— BEGIN —

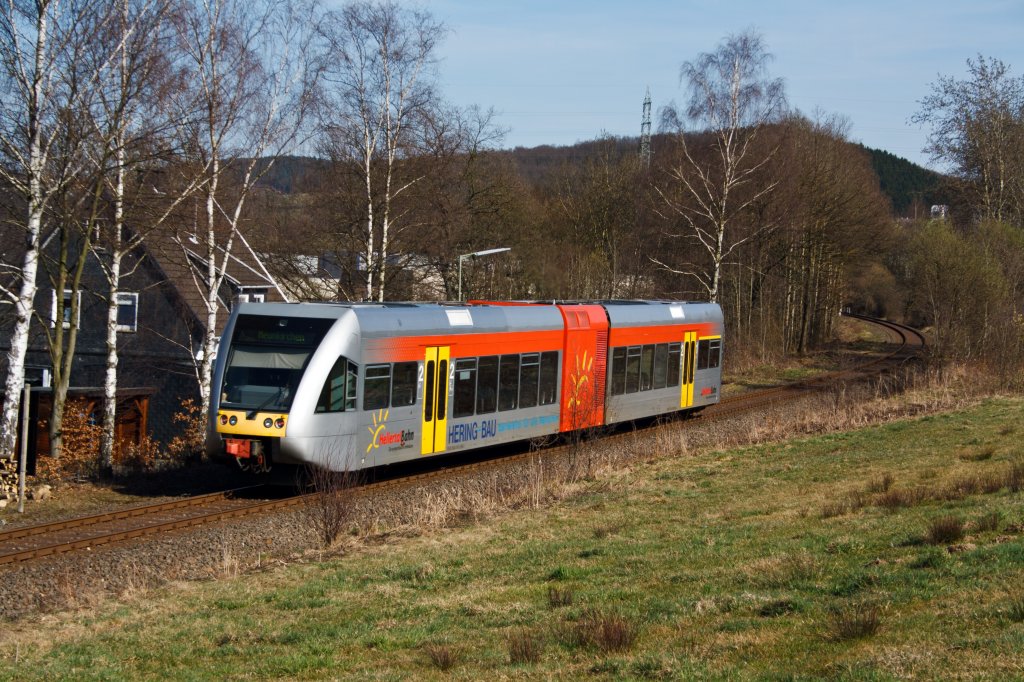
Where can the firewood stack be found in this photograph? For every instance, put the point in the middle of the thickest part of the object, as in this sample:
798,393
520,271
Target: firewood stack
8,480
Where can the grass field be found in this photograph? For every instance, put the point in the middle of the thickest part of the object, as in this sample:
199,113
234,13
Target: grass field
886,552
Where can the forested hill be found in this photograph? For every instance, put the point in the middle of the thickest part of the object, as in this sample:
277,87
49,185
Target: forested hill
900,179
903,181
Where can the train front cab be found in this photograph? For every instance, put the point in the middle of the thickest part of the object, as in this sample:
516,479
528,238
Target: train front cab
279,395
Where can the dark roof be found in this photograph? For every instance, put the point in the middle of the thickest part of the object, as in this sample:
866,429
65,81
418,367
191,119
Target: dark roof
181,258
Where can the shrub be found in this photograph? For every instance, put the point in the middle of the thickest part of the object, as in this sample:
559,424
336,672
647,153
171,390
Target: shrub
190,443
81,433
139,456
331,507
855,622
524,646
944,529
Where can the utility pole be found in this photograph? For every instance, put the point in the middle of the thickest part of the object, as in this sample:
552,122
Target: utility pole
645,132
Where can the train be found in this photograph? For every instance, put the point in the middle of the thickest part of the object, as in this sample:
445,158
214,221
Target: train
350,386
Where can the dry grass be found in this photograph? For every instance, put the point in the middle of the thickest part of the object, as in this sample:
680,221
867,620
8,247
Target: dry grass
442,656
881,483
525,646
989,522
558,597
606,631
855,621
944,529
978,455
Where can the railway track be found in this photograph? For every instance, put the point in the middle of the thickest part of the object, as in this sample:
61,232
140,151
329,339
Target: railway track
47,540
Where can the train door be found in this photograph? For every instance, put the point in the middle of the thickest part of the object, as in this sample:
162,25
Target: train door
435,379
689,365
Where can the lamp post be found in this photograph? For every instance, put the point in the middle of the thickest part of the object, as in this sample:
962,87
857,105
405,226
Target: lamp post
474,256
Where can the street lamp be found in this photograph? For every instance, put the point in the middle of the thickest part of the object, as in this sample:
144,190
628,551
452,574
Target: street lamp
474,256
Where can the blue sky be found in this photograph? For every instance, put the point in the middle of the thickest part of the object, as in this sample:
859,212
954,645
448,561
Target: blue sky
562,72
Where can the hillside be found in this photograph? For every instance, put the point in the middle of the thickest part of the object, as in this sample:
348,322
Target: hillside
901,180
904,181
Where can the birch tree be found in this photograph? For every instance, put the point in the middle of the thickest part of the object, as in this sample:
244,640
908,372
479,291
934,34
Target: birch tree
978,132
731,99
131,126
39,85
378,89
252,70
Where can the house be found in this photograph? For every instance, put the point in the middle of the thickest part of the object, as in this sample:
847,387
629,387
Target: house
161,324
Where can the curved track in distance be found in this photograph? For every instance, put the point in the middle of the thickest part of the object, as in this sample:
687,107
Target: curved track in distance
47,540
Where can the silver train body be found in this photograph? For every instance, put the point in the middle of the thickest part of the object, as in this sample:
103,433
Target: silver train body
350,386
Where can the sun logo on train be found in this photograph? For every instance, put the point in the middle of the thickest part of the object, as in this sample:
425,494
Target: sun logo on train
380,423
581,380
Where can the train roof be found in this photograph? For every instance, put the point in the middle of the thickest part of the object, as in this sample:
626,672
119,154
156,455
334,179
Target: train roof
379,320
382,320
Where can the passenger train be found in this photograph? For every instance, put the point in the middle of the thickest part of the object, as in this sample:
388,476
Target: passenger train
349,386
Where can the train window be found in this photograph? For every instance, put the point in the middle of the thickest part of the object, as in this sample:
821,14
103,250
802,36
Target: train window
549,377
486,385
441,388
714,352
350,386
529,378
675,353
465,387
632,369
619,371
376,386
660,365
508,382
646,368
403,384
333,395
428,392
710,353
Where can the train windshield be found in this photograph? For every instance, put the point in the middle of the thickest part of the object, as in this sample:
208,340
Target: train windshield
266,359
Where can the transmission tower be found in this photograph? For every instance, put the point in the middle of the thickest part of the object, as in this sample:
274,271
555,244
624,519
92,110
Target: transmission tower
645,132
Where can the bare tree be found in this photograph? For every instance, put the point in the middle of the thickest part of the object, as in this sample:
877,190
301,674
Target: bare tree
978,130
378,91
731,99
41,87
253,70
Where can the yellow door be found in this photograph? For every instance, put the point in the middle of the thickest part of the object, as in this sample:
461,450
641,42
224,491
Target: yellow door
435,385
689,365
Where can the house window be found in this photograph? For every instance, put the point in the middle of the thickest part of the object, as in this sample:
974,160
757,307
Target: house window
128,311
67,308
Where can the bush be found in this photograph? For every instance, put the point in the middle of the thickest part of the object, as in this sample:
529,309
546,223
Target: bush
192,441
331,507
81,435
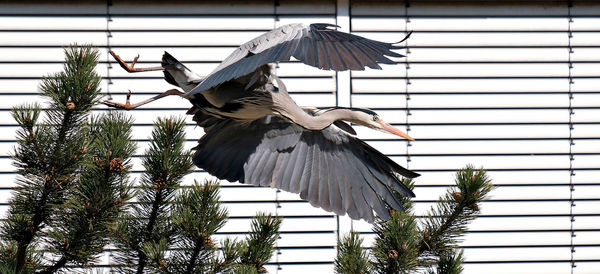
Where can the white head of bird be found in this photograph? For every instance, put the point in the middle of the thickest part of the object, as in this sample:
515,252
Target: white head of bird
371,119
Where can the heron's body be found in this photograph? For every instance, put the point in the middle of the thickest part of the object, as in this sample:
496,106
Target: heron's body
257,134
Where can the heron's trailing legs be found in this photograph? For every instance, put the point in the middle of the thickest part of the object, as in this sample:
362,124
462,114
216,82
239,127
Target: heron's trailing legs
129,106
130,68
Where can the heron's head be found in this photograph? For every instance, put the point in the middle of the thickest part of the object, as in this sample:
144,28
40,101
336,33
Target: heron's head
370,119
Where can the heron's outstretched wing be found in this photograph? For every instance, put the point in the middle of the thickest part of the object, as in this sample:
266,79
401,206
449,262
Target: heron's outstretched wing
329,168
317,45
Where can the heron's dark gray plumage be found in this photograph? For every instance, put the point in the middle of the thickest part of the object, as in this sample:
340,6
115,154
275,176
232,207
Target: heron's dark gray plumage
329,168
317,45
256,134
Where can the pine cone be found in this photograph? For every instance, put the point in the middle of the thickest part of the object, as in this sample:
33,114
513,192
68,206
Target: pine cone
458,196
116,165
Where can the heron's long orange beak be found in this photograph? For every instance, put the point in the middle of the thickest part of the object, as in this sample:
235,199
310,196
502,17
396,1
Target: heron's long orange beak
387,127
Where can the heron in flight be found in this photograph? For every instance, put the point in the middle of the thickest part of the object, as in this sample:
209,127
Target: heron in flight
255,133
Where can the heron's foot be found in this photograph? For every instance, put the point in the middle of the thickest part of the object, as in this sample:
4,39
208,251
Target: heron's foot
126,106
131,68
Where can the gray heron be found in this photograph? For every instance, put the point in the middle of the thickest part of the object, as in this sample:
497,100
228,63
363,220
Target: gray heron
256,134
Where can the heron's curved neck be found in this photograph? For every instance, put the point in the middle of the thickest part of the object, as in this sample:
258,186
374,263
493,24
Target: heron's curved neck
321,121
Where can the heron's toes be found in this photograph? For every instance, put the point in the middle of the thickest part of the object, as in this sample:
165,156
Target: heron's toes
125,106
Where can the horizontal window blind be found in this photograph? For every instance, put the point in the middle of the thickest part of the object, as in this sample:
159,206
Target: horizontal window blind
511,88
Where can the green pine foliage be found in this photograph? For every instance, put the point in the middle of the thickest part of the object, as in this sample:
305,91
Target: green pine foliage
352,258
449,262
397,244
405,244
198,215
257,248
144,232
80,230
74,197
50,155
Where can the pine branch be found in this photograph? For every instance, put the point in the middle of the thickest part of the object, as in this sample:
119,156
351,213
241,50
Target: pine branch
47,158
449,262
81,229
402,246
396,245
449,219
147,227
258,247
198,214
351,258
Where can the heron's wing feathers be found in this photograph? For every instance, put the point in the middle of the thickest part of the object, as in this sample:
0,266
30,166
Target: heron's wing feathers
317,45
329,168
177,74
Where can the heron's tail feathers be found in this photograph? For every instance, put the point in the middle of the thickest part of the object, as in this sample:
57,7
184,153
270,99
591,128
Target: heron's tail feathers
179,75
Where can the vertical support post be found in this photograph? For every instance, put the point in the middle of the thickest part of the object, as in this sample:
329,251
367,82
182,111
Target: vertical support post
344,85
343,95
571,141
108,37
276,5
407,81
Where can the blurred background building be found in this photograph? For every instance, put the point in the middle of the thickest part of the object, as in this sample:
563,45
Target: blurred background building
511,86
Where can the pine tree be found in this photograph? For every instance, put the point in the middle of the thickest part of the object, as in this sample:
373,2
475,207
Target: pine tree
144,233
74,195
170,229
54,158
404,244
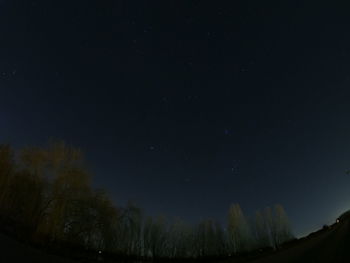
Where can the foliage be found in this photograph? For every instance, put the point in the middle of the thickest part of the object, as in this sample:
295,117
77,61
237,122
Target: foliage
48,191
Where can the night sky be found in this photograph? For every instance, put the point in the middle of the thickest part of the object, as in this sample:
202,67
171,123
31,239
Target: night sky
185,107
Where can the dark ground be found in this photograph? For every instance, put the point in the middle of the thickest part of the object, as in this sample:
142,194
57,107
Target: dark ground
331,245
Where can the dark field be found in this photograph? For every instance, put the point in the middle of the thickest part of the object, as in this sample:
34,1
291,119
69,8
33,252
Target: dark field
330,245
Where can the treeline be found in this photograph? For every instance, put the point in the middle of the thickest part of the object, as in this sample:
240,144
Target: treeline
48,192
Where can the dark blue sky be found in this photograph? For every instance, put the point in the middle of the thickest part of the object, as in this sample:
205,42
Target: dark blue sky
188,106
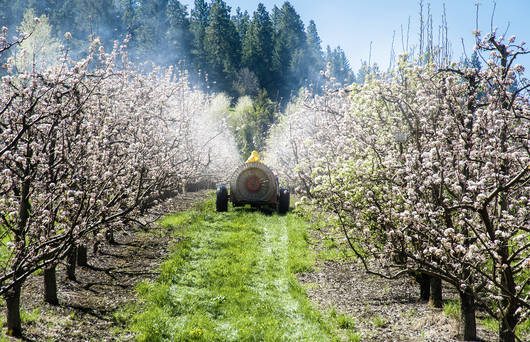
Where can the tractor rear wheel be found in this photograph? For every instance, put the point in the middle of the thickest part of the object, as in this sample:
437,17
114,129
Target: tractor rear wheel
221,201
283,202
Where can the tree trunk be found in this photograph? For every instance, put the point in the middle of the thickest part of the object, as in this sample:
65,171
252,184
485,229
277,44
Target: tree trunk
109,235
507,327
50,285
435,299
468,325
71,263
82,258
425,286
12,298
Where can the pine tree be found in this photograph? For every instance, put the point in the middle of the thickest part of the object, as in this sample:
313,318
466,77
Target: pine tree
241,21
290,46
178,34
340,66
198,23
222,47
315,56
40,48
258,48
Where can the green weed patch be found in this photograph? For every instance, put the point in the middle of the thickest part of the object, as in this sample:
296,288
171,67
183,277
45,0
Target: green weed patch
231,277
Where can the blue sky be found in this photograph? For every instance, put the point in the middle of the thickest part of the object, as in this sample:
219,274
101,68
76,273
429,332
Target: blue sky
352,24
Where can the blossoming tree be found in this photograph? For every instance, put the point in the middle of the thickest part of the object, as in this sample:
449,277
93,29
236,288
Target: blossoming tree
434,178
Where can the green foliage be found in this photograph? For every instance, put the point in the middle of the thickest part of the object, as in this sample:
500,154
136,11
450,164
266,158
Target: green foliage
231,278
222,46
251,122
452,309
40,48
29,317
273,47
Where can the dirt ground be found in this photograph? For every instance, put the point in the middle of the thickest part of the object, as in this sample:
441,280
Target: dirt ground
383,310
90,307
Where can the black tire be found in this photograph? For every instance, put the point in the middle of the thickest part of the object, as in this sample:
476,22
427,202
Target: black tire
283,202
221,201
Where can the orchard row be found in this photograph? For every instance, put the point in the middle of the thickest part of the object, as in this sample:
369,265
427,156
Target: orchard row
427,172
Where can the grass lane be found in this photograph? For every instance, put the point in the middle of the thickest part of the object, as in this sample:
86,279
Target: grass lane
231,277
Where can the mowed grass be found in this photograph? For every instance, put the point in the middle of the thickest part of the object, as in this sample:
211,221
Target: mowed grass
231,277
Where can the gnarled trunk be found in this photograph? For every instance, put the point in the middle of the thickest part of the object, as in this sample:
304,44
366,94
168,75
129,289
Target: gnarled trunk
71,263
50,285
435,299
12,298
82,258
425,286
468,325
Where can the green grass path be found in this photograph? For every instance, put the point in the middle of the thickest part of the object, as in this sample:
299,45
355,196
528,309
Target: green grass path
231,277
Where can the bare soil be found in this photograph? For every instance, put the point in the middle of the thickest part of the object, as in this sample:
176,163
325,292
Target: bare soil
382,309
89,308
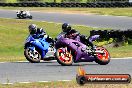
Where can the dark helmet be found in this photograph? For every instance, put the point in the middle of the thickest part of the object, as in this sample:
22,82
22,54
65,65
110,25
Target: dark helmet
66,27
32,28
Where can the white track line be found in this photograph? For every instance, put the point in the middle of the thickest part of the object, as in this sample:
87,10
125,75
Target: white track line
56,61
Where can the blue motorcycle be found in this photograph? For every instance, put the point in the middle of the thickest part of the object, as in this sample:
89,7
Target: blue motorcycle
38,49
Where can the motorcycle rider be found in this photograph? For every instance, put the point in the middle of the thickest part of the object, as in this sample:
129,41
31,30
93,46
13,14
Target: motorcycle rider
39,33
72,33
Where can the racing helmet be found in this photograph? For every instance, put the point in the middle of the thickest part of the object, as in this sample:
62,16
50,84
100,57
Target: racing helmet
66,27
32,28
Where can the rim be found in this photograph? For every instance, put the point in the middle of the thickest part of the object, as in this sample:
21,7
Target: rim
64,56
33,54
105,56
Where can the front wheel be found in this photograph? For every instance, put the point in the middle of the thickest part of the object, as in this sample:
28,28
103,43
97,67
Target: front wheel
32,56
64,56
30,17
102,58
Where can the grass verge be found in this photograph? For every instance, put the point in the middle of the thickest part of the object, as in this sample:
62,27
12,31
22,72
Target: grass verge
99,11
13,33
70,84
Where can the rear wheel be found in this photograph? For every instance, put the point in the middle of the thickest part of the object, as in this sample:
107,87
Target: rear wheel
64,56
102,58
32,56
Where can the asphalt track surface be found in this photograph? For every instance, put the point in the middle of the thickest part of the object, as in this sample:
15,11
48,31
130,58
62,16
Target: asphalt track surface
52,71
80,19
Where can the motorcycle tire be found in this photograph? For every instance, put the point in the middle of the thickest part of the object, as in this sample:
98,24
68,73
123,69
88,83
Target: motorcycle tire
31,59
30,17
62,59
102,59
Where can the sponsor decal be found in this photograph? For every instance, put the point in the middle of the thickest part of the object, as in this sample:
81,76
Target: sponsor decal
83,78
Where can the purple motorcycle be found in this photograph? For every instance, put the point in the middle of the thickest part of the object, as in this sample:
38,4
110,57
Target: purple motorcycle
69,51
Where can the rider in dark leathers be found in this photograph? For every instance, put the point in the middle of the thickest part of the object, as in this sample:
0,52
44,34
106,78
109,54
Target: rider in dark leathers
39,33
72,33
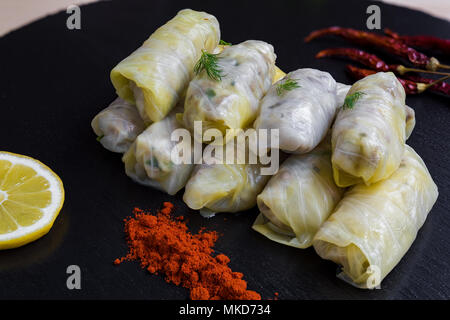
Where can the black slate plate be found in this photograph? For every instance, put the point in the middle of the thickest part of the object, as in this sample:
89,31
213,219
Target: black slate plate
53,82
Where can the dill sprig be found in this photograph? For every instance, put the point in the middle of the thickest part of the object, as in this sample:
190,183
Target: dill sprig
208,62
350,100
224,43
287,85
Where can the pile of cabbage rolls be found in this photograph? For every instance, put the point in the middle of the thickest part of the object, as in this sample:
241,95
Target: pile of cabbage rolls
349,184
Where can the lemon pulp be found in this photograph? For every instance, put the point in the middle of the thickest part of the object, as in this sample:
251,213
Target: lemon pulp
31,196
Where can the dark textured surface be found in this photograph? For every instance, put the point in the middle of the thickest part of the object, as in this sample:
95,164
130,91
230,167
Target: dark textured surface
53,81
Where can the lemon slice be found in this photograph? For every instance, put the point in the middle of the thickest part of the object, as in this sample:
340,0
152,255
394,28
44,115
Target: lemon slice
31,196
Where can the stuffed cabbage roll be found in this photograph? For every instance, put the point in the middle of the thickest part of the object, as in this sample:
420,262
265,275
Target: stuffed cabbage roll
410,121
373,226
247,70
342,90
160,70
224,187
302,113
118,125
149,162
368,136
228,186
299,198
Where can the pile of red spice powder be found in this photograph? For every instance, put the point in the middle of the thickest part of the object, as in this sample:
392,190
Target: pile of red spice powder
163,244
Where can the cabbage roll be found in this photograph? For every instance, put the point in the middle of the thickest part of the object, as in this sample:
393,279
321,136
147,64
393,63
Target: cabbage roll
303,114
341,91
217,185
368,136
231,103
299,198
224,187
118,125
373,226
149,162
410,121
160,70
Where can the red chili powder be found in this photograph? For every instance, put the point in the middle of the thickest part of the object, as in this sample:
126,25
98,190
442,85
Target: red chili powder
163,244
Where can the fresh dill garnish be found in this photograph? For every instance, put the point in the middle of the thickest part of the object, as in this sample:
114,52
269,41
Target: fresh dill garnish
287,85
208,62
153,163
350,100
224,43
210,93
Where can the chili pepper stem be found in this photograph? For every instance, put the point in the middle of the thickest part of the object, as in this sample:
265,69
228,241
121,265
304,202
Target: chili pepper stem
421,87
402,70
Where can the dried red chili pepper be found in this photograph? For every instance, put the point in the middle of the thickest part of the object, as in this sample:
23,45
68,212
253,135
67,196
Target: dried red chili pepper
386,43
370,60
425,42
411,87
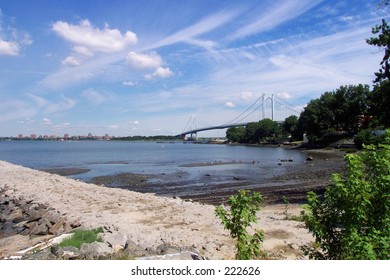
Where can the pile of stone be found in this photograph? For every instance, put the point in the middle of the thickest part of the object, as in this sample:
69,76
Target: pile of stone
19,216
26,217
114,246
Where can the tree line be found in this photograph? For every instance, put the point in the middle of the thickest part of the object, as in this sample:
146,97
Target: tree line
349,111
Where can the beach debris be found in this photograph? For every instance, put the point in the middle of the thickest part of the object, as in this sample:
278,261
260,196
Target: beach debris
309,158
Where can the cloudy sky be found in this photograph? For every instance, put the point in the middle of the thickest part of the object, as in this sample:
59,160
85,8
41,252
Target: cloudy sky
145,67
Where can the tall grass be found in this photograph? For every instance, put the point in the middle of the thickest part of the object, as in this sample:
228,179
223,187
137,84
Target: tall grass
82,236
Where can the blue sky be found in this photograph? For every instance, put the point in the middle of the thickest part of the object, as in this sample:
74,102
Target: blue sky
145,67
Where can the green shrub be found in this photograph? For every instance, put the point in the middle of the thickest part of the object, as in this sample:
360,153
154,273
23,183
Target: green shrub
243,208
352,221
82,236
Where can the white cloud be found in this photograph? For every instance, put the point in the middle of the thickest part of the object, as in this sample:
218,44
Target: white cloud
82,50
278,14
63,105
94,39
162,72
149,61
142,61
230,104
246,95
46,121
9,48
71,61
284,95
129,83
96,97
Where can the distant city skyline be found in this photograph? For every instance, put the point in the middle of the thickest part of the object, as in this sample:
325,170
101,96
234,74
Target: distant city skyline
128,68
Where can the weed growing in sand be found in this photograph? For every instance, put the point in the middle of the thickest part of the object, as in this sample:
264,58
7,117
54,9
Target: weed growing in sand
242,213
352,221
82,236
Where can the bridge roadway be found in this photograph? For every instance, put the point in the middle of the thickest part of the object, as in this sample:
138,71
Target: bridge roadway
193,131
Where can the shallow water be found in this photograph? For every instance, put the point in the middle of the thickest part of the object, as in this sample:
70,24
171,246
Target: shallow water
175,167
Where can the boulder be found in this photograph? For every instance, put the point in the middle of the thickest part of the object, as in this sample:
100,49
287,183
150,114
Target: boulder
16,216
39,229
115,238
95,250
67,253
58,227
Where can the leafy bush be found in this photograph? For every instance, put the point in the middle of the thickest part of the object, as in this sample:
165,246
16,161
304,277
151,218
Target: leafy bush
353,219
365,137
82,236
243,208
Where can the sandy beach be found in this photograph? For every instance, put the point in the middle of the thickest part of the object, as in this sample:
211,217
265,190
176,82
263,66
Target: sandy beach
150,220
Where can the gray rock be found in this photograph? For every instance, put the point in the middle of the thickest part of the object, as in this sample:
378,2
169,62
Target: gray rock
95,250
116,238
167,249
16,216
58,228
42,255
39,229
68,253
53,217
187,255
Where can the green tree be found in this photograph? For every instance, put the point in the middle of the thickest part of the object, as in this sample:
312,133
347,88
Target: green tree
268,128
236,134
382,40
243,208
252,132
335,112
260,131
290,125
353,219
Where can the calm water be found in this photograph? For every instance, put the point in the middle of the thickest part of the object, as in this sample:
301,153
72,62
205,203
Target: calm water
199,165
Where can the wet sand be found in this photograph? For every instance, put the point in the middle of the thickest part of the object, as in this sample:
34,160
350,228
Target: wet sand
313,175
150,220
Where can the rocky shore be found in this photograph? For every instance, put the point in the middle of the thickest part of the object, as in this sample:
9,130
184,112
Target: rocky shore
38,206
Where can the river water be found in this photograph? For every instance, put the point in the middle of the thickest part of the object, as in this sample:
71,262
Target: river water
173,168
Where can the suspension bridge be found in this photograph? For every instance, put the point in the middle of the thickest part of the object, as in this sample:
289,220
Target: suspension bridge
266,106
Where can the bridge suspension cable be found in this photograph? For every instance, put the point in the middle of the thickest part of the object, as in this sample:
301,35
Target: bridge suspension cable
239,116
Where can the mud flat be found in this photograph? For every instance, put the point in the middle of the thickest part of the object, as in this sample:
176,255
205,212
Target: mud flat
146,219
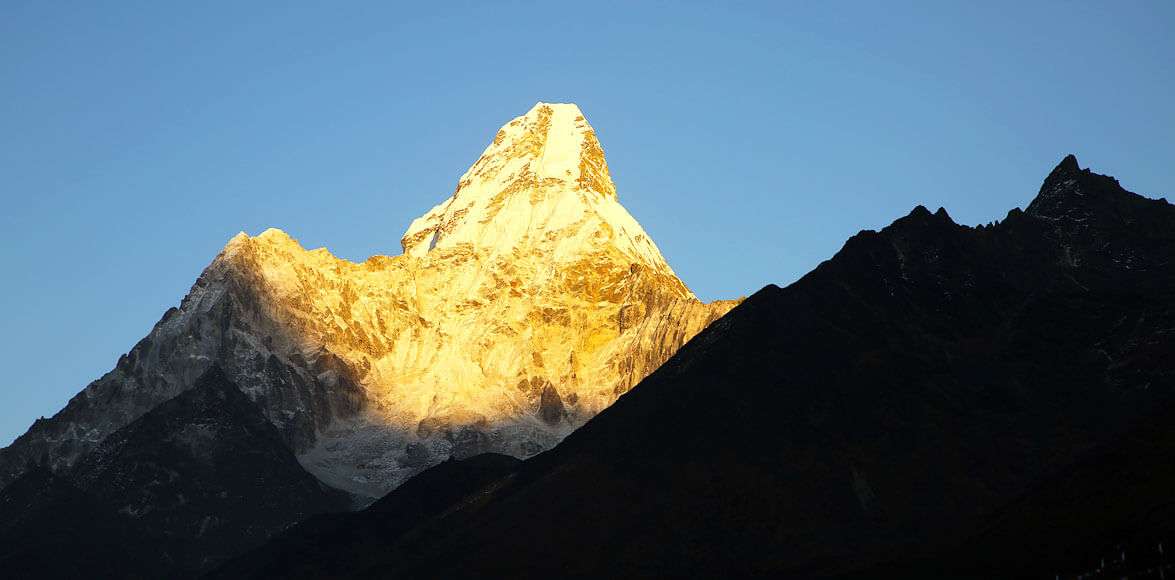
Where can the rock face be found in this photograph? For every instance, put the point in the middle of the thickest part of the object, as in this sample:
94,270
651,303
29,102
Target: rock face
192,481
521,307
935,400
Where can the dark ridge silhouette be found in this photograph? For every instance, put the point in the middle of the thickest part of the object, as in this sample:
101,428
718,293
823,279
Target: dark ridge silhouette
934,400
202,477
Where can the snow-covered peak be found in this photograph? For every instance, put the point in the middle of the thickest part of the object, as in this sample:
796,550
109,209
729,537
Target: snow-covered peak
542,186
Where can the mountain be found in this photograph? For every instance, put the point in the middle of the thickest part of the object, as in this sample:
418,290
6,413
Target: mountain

— END —

Instruction:
Quote the lines of the listing above that run from the line with "Where can the dark ridge" through its last line, both included, and nothing else.

Task result:
Where can the dark ridge silhouette be found in this photograph? For every instance, put the point in the middle of the thickest part of the object, as in this sample:
101,428
718,293
823,279
Target: dark ridge silhouette
934,400
202,477
Where can the snow-covered peak be found in this photograph? For every instance, put the point in the middle of the thickest part of the object, as in this sample:
796,550
109,209
729,537
Target: snow-covered peak
542,186
Where can the mountain be found in this photograph? For every instance, put the point in the middle of the thickest part of the object, as in this sample:
418,290
6,413
Target: mountain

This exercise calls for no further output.